Annotation dataset entries
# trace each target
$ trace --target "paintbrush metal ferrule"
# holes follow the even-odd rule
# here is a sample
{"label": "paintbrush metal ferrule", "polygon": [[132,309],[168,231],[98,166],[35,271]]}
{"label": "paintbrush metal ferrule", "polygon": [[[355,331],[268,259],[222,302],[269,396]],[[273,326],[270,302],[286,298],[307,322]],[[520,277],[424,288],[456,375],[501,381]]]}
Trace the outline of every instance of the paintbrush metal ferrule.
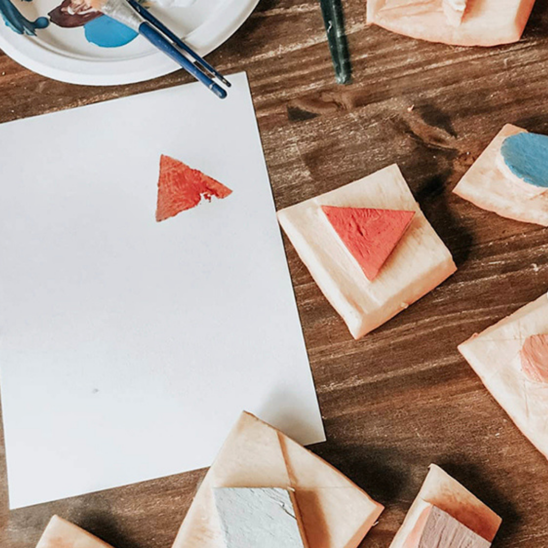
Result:
{"label": "paintbrush metal ferrule", "polygon": [[105,0],[99,9],[105,15],[123,23],[136,32],[139,32],[139,27],[144,20],[125,0]]}

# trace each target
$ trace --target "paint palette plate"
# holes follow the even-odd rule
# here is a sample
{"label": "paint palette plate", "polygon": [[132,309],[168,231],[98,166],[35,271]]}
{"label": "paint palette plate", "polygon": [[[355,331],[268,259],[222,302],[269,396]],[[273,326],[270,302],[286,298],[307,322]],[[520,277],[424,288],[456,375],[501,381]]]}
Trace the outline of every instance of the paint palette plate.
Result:
{"label": "paint palette plate", "polygon": [[[84,1],[64,0],[61,9],[77,13]],[[35,72],[75,84],[127,84],[179,68],[141,37],[135,37],[105,16],[60,20],[52,14],[56,8],[59,11],[61,2],[0,0],[0,15],[5,23],[0,24],[0,48]],[[258,0],[196,0],[186,7],[152,5],[151,10],[205,55],[233,33],[258,3]]]}

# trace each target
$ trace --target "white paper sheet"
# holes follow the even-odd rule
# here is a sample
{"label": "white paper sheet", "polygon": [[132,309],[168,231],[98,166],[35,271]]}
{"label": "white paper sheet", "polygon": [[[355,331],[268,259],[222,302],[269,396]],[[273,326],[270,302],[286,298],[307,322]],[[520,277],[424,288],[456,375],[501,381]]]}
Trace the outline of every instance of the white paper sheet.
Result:
{"label": "white paper sheet", "polygon": [[[246,75],[0,125],[12,508],[208,466],[242,409],[324,439]],[[160,223],[167,154],[233,191]]]}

_BRIEF:_
Find every line in the records that contains the word "metal", and copy each of those lines. Case counts.

_CORRECT ANSWER:_
$ trace --target "paintbrush metal ferrule"
{"label": "paintbrush metal ferrule", "polygon": [[132,309],[168,231],[98,166],[35,271]]}
{"label": "paintbrush metal ferrule", "polygon": [[[355,331],[268,259],[222,302],[269,396]],[[273,326],[270,302],[286,298],[307,322]],[[520,277],[424,288],[456,375],[501,381]]]}
Trace the outline of every instance of the paintbrush metal ferrule.
{"label": "paintbrush metal ferrule", "polygon": [[105,0],[99,9],[105,15],[123,23],[136,32],[139,32],[139,27],[144,20],[125,0]]}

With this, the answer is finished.